Textauszug
Am Ende war es ein hauchdünnes Resultat: Die SVP Graubünden scheiterte mit Walter Schlegel einmal mehr am Versuch, in die Bündner Regierung einzuziehen. Der bisherige BDP-Regierungsrat Jon Domenic Parolini rettete sich in extremis über die Ziellinie. Strahlende Gewinner des Wahlkampfes sind die CVP und die SP.
Am Ende kämpften die beiden meist kritisierten Protagonisten des Baukartell-/Verhaftungsskandals, Jon Domenic Parolini und Walter Schlegel, um den letzten Regierungsratssitz. Das Hitchcock-Finale zwischen BDP und SVP war so nicht erwartet worden, schien doch zumindest Jon Domenic Parolini als Bisheriger sicher im Sattel zu sitzen. Der Engadiner wurde für seine Rolle in der Baukartell-Affäre aber in vielen Regionen Graubündens brutal abgestraft und verlor im Vergleich zur letzten Wahl 2014 über ein Drittel der Stimmen. In seiner Heimatgemeinde in Scuol, im Herzen der Kartellaffäre, hinterliess der landesweite Bauskandal interessanterweise keine Spuren – Parolini machte klar das beste Ergebnis.
Knapp vorbei ist auch daneben
Für den Polizeikommandanten Walter Schlegel ist das brutale Ende seines Regierungsrats-Wahlkampfes noch bitterer, wäre seine Wahl ohne die in der Republik veröffentlichte Verhaftungsgeschichte wohl ausser Frage gestanden. Ob sich diese tatsächlich so zugetragen hat, wird sich erst im Herbst nach der Untersuchung zeigen, für viele Bündnerinnen und Bündner reichte die flächendeckende mediale Berichterstattung aber, um den SVP-Kandidaten nicht zu wählen. Vorzuwerfen ist der Volkspartei, dass sie sich PR-mässig nicht besonders geschickt anstellte, als es medial brannte. Letztlich kostete dies der SVP den angestrebten Regierungsratssitz. Dass der Rückstand am Ende nur minimale 68 Stimmen betrug – oder umgerechnet 0,004% – macht das Resultat umso brutaler für den Polizeikommandanten. Auch dürften sich die einen oder anderen, die der Wahl fernblieben, ärgern, dass sie mit ihrer Stimme diesmal tatsächlich einen Unterschied hätten ausmachen können. Eine blamable Wahlbeteiligung von 35,79% ist im Grunde eine Schande, wenn man bedenkt, worum es bei Regierungsratswahlen geht.

Datenauszug
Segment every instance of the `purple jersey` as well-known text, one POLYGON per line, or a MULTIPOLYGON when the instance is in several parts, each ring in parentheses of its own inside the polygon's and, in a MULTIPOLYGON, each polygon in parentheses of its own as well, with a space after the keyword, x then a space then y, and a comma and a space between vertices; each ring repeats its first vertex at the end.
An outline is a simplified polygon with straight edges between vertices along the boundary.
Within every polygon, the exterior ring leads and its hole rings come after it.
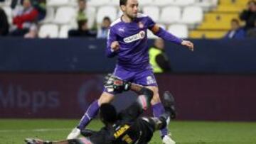
MULTIPOLYGON (((109 57, 118 55, 117 68, 138 71, 149 66, 146 31, 154 25, 151 18, 141 13, 131 23, 125 23, 119 18, 111 24, 107 55, 109 57), (113 41, 118 41, 119 44, 119 49, 116 52, 111 51, 110 45, 113 41)), ((181 43, 178 38, 175 40, 177 43, 181 43)))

Aufgabe 1
Wie hoch war laut dem Text zur Bündner Regierungsratswahl die Wahlbeteiligung?
Aufgabe 2
Schreibe aus dem Text zur Bündner Regierungsratswahl den Abschnitt von „Am Ende war“ bis „und die SP.“ ab.

Lösung 1
Die Wahlbeteiligung lag bei 35,79%.

Lösung 2
Am Ende war es ein hauchdünnes Resultat: Die SVP Graubünden scheiterte mit Walter Schlegel einmal mehr am Versuch, in die Bündner Regierung einzuziehen. Der bisherige BDP-Regierungsrat Jon Domenic Parolini rettete sich in extremis über die Ziellinie. Strahlende Gewinner des Wahlkampfes sind die CVP und die SP.